## YOUR INSTRUCTIONS
Reproduce the entire listing below word for word, leaving out the pictures.

Excerpts from a location annotation dataset
----

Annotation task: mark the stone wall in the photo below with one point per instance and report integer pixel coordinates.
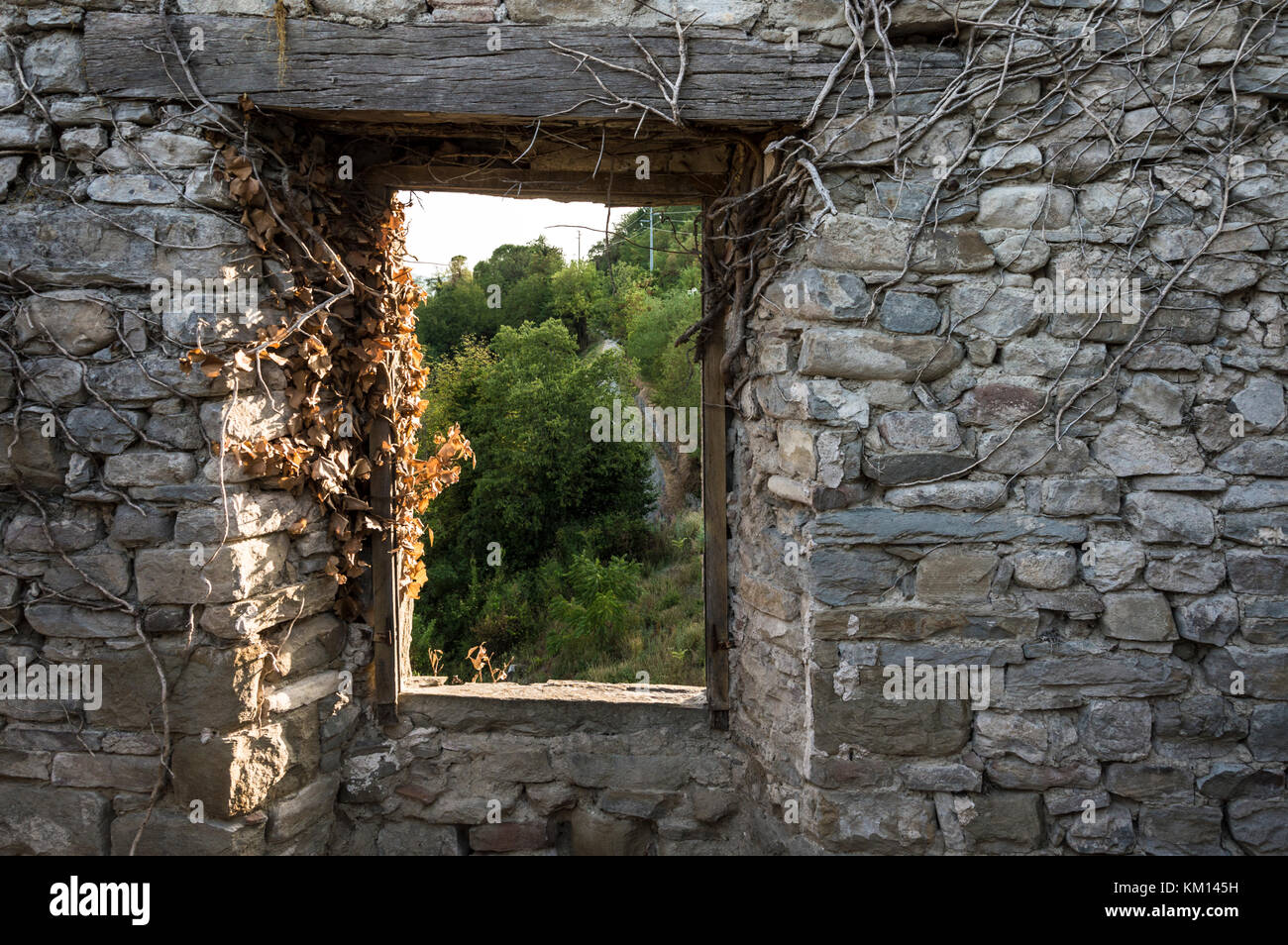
(897, 493)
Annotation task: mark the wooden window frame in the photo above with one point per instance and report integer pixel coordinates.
(390, 617)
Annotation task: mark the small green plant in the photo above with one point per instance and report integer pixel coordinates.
(593, 614)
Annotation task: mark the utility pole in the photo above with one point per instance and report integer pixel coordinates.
(651, 239)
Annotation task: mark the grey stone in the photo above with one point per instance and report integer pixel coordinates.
(43, 820)
(1265, 621)
(202, 187)
(240, 570)
(875, 821)
(170, 151)
(1256, 572)
(1080, 496)
(910, 313)
(1189, 572)
(1000, 404)
(1137, 615)
(919, 430)
(20, 133)
(170, 833)
(846, 575)
(133, 188)
(1073, 799)
(1207, 717)
(894, 527)
(1177, 830)
(939, 776)
(1258, 827)
(1262, 670)
(909, 201)
(1260, 494)
(1004, 821)
(1131, 450)
(1196, 483)
(1068, 682)
(1162, 516)
(71, 528)
(231, 774)
(1025, 205)
(820, 293)
(102, 770)
(1116, 730)
(1155, 399)
(76, 246)
(1164, 357)
(149, 468)
(54, 63)
(82, 143)
(1046, 568)
(1029, 451)
(999, 312)
(133, 528)
(1050, 357)
(1022, 253)
(1227, 781)
(956, 494)
(1256, 458)
(1004, 158)
(1150, 783)
(900, 469)
(103, 432)
(54, 381)
(1261, 403)
(864, 355)
(1267, 735)
(863, 244)
(953, 575)
(245, 515)
(63, 619)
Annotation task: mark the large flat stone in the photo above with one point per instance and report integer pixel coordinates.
(866, 355)
(896, 527)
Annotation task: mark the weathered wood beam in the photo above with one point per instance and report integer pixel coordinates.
(407, 72)
(619, 188)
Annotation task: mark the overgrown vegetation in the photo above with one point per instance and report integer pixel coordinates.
(558, 555)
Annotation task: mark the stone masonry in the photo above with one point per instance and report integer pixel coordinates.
(901, 496)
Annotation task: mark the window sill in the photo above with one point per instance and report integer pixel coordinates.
(553, 708)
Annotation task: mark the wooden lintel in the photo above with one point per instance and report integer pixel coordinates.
(617, 189)
(451, 68)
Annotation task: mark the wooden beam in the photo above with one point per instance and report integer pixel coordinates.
(715, 555)
(622, 189)
(406, 72)
(384, 612)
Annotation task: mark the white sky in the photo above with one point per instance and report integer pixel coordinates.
(441, 226)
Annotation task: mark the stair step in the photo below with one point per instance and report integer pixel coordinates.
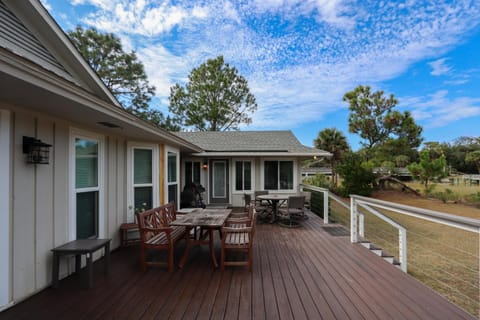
(379, 252)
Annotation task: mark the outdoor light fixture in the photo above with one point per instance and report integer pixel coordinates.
(37, 151)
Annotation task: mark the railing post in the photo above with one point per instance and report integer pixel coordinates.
(402, 249)
(361, 225)
(325, 207)
(353, 221)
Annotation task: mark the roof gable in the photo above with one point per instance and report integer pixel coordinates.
(28, 30)
(248, 142)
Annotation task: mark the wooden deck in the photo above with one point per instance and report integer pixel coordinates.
(302, 273)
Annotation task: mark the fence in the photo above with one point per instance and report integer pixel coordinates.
(442, 249)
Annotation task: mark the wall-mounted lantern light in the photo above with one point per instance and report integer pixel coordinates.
(37, 151)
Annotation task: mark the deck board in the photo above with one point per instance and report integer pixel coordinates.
(301, 273)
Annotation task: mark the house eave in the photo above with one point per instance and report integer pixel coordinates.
(261, 154)
(25, 84)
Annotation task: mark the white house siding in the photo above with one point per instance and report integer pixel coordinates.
(236, 197)
(16, 37)
(40, 207)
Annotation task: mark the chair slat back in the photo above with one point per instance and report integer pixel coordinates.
(170, 213)
(296, 202)
(150, 219)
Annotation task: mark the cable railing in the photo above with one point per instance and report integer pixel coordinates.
(443, 249)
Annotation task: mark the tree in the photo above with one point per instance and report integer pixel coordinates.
(335, 142)
(122, 73)
(358, 178)
(474, 157)
(428, 168)
(216, 98)
(373, 118)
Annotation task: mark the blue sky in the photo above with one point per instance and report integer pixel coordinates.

----

## THE ANSWER
Annotation task: mark the stone wall in the photo below with one point per instance and report integer pixel coordinates.
(897, 493)
Annotation task: mark the wooden window frame in the photo above with one point per instance and report integer pixel coordinates.
(390, 617)
Annotation task: mark the small green plant in the photo above with one point per instance and report integer pixel coordinates.
(593, 614)
Annotation task: mark the utility pole in the photo above with one point per instance and report integer pixel coordinates.
(651, 239)
Annotation task: mark the grey stone in the photo above with one point per instance and report integer pixel coordinates.
(43, 820)
(1265, 621)
(202, 187)
(240, 570)
(875, 821)
(170, 151)
(1256, 572)
(1080, 496)
(910, 313)
(1189, 572)
(1000, 404)
(1137, 615)
(919, 430)
(20, 133)
(170, 833)
(846, 575)
(133, 188)
(1073, 799)
(1207, 717)
(894, 527)
(1177, 830)
(939, 776)
(1258, 827)
(1262, 670)
(909, 201)
(1260, 494)
(1004, 821)
(1131, 450)
(1196, 483)
(1068, 682)
(1162, 516)
(71, 528)
(231, 774)
(1025, 205)
(820, 293)
(102, 770)
(1116, 730)
(1155, 399)
(76, 246)
(1164, 357)
(149, 468)
(54, 63)
(82, 143)
(1046, 568)
(1029, 451)
(999, 312)
(133, 528)
(1050, 357)
(1022, 253)
(1227, 781)
(956, 494)
(1256, 458)
(1004, 158)
(1150, 783)
(900, 469)
(103, 432)
(54, 381)
(1261, 403)
(864, 355)
(1267, 735)
(863, 244)
(953, 575)
(245, 515)
(63, 619)
Annotation task: mark the large flat stone in the photo above with one point per instance and report integer pixel coordinates.
(866, 355)
(896, 527)
Annotation task: mark the weathered wood beam in the photo above with one point per instance and report integer pixel coordinates.
(407, 72)
(619, 188)
Annotation task: mark the overgrown vegetation in the photo above with one point per instance and report integer pixel coordinates.
(558, 555)
Annotation task: mark the stone masonry in the photo above with one point per instance and report integer pixel coordinates.
(901, 496)
Annotation task: mark the window sill in the photo above with one point per instance and report integer pixel coordinates.
(553, 708)
Annotation task: mark the wooden lintel in the photo above with one point per instance and report integer pixel coordinates.
(617, 189)
(451, 68)
Annotation task: mark the wooden beam in the photo above with one point per instance and report integer pixel coordinates.
(715, 555)
(622, 189)
(406, 72)
(384, 612)
Annotation task: mark the white sky in the photo above with one point per instance and report integer pixel coordinates.
(441, 226)
Annotation task: mark the stair step in the photo below with one point per instance and report integer pixel coordinates.
(379, 252)
Annotation task: mark the outdoor light fixture in the photo above with one point per instance and report integer pixel coordinates.
(37, 151)
Annotation task: mark the railing post in the photo above with one point per instance and report integer pixel coordinates.
(402, 249)
(361, 225)
(325, 207)
(353, 221)
Annotation task: mark the roof gable in the photo above with one point per instance and report integer pixel coordinates.
(28, 30)
(248, 142)
Annotation task: mark the wooden deck in the photo above with one point per instance and report integer pixel coordinates.
(302, 273)
Annotation task: mark the fence in the photo above with one point per instance and report integer pixel coordinates.
(442, 249)
Annotation task: mark the wall-mounted lantern light in the photo above with one point per instance and report integer pixel coordinates.
(37, 151)
Annotation task: mark the deck board in the photo above with one point per instance and report integer pixel coordinates.
(301, 273)
Annotation task: mark the house eave in the photo above with one point per instance and report integer pixel coordinates.
(261, 154)
(25, 84)
Annotation task: mark the white house siding in the photo above with one point per instance and report integer pixel coordinates.
(236, 197)
(16, 37)
(40, 207)
Annotation task: mark the chair slat back in the photo above with one point per instance and report integer pixel coordinates.
(170, 213)
(296, 202)
(150, 219)
Annotation task: mark the cable railing in the photo above with one point per instance and report integer pixel coordinates.
(443, 249)
Annotation task: mark the tree in the photo above with one point per instance and report integer pixel coordinates.
(335, 142)
(122, 73)
(358, 178)
(474, 157)
(428, 168)
(216, 98)
(373, 118)
Annotation task: mark the blue sky in the photo above with one point per instance and report integer pixel coordinates.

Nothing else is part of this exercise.